*** LESETEXT

Working Poor

Die Autorin, selbst Gewerkschaftsfunktionärin der GPA-djp, stellt Arbeits- und Lebensgeschichten von neun Menschen vor, die gezwungen sind, ihre Arbeitskraft und Lebenszeit in Österreich in „atypischen Arbeitsverhältnissen“ zu verkaufen. Sie arbeiten nicht in sozialversicherten Vollzeitanstellungsverhältnissen – die im Postfordismus immer weniger die Norm sind -, sondern sind Leiharbeiter*innen, Praktikant*innen, neue Selbständige, Teilzeitangestellte – teilweise mit mehreren Jobs, freie Dienstnehmer*innen, Werkvertragsnehmer*innen und Werktätige in allen vorstellbaren Mischverhältnissen. Die Arbeitgeber*innen sind durchaus auch staatliche Stellen, wie Ministerien, Magistrate, Universitäten, Tochtergesellschaften der Post, Erwachsenenbildungsinstitute der Sozialdemokratie wie bfi und VHS. Alles das sind Arbeitsverhältnisse, für die Betriebsrät*innen keine Vertretungs-/Handlungsoption haben.

******
*** BEREITGESTELLTE DATENSÄTZE

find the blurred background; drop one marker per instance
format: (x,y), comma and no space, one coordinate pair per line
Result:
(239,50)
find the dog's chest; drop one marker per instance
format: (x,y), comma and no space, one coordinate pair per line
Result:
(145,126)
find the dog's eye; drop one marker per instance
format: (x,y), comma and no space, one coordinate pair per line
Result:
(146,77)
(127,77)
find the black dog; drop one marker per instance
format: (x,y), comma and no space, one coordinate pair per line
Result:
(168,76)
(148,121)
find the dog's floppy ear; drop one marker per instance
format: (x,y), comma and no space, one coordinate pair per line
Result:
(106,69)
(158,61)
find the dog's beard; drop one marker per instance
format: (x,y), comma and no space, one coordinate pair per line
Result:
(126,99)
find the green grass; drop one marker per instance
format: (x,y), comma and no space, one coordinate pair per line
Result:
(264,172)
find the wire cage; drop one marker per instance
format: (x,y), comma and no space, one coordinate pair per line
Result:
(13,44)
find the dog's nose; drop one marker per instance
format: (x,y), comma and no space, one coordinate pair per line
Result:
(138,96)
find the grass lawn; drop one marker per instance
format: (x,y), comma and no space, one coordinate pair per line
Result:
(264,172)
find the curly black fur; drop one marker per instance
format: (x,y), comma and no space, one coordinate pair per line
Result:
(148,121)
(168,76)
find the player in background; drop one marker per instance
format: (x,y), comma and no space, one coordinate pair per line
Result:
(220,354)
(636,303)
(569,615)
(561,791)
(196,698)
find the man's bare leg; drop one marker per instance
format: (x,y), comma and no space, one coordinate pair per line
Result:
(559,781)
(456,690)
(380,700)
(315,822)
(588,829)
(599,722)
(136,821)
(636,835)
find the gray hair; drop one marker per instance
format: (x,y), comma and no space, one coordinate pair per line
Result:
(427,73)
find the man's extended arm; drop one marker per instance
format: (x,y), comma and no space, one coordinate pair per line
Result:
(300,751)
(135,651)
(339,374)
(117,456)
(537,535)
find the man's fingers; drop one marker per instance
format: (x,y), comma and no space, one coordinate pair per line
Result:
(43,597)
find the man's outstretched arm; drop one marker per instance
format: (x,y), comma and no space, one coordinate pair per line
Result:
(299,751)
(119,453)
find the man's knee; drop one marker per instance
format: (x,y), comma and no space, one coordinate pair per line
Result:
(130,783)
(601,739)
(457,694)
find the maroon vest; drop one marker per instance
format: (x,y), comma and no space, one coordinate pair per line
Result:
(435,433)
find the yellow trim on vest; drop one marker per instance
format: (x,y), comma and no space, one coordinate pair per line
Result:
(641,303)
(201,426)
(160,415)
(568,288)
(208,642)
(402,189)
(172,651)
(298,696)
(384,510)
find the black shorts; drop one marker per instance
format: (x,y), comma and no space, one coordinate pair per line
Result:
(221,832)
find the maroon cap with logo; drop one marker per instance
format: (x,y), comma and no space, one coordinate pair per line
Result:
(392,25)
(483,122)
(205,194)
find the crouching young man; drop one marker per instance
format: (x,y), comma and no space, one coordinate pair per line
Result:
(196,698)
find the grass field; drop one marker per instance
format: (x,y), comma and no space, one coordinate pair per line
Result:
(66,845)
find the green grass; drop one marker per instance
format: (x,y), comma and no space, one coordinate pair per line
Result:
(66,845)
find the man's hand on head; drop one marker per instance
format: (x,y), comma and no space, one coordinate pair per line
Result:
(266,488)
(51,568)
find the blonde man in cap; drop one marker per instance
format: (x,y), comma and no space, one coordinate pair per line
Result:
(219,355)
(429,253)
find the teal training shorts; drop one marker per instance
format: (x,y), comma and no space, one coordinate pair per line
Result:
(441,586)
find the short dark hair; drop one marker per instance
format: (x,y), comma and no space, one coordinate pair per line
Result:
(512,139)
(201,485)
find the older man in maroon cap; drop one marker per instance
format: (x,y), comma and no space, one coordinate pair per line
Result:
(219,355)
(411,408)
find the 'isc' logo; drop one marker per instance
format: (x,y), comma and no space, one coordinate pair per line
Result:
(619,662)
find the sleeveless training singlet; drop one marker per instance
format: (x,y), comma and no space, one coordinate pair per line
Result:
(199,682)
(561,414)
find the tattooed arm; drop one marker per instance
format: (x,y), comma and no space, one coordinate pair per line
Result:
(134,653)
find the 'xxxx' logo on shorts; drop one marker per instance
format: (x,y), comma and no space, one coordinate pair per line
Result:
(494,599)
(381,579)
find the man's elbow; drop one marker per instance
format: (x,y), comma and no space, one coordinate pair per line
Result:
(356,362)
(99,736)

******

**AUFGABE 1:** Übertragen Sie den Satz „Alles das sind Arbeitsverhältnisse, für die Betriebsrät*innen keine Vertretungs-/Handlungsoption haben.“ aus dem Lesetext ins Englische.
**AUFGABE 2:** Führen Sie sämtliche staatlichen Stellen auf, die der Lesetext als Arbeitgeber*innen nennt.
**AUFGABE 3:** Führen Sie den Lesetext über atypische Arbeitsverhältnisse in Österreich nach seinem letzten Satz fort.
Die Datensätze spielen hierfür keine Rolle.

**ÜBUNGSERGEBNIS 1:** All of these are employment relationships for which works council members have no option to represent or act.

**ÜBUNGSERGEBNIS 2:**
- Ministerien
- Magistrate
- Universitäten
- Tochtergesellschaften der Post
- Erwachsenenbildungsinstitute der Sozialdemokratie wie bfi und VHS

**ÜBUNGSERGEBNIS 3:**
Der Bezugspunkt für die Unterscheidung in prekäre und nicht prekäre Arbeitsverhältnisse ist Europa. Schade, dass das nirgendwo ausgewiesen ist. Der Epilog ist ein Plädoyer gegen neoliberale Reformmaßnahmen der Regierungen mit ÖVP-Dominanz, die die Arbeitenden ein Stück weit enteignen und ein Aufruf, sich zu wehren, nicht individuell als Einzelkämpfer*in, sondern in einer Organisation – der Gewerkschaft. Der Doppelcharakter von Gewerkschaft – einerseits Kampforganisation der Arbeitenden, andererseits Friedensgarant für Unternehmen, bleibt unerwähnt. Ein mutiges Buch – das zugleich Zeugnis davon ablegt, wie anstrengend es ist, innerhalb des gewerkschaftlichen Rahmens zu agieren!
Irritierend für die Leserin ist, dass das äußerst ansehnliche Layout vorgibt, welche Stellen wichtig sind, und dass die sicherlich mit viel Mühe recherchierten Statistiken, gelb auf schwarz, schlecht zu lesen sind.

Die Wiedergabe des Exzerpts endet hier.